**EXCERPT TO READ**
______________________________

That meant owning who I was unapologetically. Loving literature more than social climbing? Check. Watching old Spike Lee films on repeat? Check. Wanting to talk about Berlin’s creative subcultures while also openly admitting my love for late-night pizza? Huge check. I didn’t need to dull my edges to make someone else feel comfortable.

The realization hit me like a rom-com montage in reverse: Before I could expect real connection, I had to show up fully. No filters, no strategic dimming of my quirks. Just me, in all my bookish, slightly sarcastic glory.


Rewrite Your (Dating) Bio Like You Mean It

With this new philosophy fresh in my mind, I did the one thing dating coach TikTok might as well tattoo on your forehead: I rewrote my online dating profile. But I didn’t just slap on a few witty one-liners and hope for the best. My goal was to create a profile that would scare off the wrong people and spark interest with the right ones.

Here’s how I did it:

1. Stop Trying to Be Vanilla

It’s tempting to play it safe online. You know, listing generic hobbies like “traveling” and “spending time with friends.” (Groundbreaking.) But here’s the thing: Basic bio energy attracts basic matches. Instead, inject your personality into every section of that profile.

For instance, instead of lazily saying “I love reading,” I wrote: “Former English lit kid here. If you’ve got opinions on Baldwin vs. Murakami or a hot take on why Fitzgerald deserves both more and less hype, let’s debate.” It was upfront, honest, and very me.

Tip: Lead with something specific. Love hiking? Cool. Do you also bring trail mix that’s 80% M&Ms and zero regrets? Now we’re getting interesting.

2. Use Your Photos to Tell a Story

Profiles aren’t just lists; they’re narratives. I swapped the predictable “posed against sunset” pictures (#vibes) for authentic moments: me with chaos hair in front of my bookshelf, dancing in a Brooklyn warehouse during a DJ set, and—yes—the obligatory coffee shop laptop shot because, let’s face it, that’s my natural habitat.

Tip: Showcase scenes from your real life, not airbrushed glimpses of who you think you should be. People want to connect with authenticity, not Instagram highlights.

3. Write Like You’re on the Apps to Win, Not Just Survive

The apps can feel like a brutal battlefield of ghosters, one-liners, and people whose opening messages consist entirely of “Hey.” But instead of writing defensively (ugh, please be normal), write offensively: bold, confident, and, most importantly, fun.

For example, my profile prompt about what I’m looking for led with this gem: "A partner-in-crime for bookstore crawls and mediocre—but deeply enthusiastic—karaoke duets. Bonus points if you can tolerate my penchant for debating whether Taylor Swift qualifies as a modern-day storyteller.”

It set the tone—and, let me tell you, the responses? Chef’s kiss.


The Results Were Surprisingly… Human

Here’s the part where I’m supposed to tell you that within two weeks, rewriting my profile led to meeting The One, accompanied by some rom-com soundtrack swelling in the background. But this isn’t Hollywood. This is your friendly neighborhood Brooklyn literary nerd telling you the real magic: Finally showing up as myself on these apps felt liberating. (Also? I’m 90% sure my therapist fist-pumped when I told her about it.)

______________________________

**INFORMATION PROVIDED**
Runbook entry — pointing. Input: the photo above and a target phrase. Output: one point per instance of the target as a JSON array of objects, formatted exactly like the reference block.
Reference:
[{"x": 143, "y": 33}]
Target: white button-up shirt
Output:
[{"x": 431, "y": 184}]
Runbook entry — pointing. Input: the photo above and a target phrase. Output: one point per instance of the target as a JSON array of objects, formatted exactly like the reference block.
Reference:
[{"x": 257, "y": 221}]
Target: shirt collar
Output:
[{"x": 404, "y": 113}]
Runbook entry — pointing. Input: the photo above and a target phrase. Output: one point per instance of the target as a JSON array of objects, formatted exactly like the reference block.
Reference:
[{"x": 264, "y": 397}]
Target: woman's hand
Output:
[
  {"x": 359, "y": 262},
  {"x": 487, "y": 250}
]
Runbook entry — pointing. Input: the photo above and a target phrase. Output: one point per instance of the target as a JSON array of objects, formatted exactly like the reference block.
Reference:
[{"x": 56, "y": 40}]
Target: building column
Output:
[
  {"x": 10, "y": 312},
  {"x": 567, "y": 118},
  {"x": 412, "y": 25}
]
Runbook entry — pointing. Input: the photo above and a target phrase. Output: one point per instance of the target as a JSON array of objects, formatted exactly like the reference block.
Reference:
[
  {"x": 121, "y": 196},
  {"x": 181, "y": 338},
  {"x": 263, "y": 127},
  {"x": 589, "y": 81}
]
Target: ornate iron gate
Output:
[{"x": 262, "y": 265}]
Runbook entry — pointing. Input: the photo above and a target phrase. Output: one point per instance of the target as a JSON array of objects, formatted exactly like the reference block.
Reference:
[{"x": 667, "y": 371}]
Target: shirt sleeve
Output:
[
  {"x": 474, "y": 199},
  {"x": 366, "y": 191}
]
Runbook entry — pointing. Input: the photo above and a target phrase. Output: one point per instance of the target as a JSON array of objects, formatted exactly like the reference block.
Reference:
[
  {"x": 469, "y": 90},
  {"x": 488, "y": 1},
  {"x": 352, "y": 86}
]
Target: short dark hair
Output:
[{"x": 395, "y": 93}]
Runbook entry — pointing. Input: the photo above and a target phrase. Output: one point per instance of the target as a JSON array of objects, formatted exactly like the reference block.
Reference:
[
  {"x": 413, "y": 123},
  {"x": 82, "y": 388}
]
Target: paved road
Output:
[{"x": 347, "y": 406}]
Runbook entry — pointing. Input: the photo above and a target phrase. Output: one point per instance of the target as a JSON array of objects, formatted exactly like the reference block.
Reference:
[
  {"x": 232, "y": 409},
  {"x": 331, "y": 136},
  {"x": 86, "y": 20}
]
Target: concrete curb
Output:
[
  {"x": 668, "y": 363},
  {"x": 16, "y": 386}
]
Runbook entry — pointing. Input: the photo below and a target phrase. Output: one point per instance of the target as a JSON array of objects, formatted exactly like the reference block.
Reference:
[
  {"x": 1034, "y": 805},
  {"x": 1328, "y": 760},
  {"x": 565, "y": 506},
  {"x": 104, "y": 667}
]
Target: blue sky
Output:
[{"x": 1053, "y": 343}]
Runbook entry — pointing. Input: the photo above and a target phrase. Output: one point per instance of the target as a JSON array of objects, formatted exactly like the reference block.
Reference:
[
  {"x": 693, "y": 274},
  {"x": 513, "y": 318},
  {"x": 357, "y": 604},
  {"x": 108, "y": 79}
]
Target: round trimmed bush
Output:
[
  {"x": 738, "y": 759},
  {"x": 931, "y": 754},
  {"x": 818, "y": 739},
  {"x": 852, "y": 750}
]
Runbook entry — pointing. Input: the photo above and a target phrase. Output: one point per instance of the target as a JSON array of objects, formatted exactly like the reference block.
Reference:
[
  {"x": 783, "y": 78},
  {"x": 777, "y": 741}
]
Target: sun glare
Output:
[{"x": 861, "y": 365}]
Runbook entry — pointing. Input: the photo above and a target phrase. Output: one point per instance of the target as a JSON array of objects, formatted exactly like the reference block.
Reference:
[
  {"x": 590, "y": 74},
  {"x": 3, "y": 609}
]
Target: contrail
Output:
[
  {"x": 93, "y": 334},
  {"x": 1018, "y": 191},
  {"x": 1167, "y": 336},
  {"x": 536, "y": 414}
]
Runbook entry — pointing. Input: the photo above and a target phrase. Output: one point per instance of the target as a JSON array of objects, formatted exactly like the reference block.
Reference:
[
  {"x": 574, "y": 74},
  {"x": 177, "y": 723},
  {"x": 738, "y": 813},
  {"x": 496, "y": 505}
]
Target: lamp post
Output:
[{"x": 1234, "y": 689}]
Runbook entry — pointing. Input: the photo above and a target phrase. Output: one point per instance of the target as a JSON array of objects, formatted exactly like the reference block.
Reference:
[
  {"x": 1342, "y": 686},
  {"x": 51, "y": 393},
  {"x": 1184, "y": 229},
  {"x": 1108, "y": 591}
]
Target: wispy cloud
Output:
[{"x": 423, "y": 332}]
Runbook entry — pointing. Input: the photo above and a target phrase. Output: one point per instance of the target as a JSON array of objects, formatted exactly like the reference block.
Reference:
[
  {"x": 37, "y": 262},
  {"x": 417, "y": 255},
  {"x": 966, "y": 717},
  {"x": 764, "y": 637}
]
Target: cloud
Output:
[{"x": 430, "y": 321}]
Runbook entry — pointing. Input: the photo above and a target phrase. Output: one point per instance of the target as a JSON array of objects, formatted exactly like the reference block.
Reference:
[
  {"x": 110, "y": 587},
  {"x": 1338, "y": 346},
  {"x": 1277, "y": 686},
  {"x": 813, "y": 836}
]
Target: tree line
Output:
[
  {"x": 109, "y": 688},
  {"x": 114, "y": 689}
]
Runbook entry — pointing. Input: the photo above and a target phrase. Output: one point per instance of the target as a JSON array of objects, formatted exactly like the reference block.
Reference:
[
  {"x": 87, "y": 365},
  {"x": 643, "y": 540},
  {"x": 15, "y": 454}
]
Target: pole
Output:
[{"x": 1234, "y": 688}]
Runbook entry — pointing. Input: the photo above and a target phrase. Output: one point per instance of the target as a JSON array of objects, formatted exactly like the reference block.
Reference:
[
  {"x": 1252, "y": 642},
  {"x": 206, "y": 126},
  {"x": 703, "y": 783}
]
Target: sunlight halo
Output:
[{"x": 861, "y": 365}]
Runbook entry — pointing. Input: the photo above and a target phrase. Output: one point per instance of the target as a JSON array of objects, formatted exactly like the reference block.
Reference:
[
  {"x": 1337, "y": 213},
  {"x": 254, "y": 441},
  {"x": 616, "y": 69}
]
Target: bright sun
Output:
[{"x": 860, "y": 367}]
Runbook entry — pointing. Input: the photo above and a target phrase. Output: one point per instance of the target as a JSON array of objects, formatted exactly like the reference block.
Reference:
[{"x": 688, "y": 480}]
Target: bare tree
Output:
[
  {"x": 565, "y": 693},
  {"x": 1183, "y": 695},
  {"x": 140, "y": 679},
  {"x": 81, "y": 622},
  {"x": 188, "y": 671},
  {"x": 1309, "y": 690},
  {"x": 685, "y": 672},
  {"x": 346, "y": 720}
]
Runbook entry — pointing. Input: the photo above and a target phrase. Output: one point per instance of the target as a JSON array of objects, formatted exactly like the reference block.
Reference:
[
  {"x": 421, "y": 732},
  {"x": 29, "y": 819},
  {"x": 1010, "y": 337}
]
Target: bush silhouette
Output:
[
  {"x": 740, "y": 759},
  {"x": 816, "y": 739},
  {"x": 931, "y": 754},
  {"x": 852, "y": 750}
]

______________________________

**CHECK YOUR UNDERSTANDING**
1: Answer these from the dating-profile text:
(a) Which city's creative subcultures did the writer want to talk about?
(b) Where was the writer dancing in one of the new profile photos?
(c) What word makes up the entire opening message for some people on the apps?
2: Copy the dating-profile text starting with "For example, my" and going on through "responses? Chef’s kiss.", but swap "bookstore crawls" for "museum visits".

**ANSWER SECTION**
1:
(a) Berlin
(b) In a Brooklyn warehouse during a DJ set
(c) "Hey."

2:
For example, my profile prompt about what I’m looking for led with this gem: "A partner-in-crime for museum visits and mediocre—but deeply enthusiastic—karaoke duets. Bonus points if you can tolerate my penchant for debating whether Taylor Swift qualifies as a modern-day storyteller.”

It set the tone—and, let me tell you, the responses? Chef’s kiss.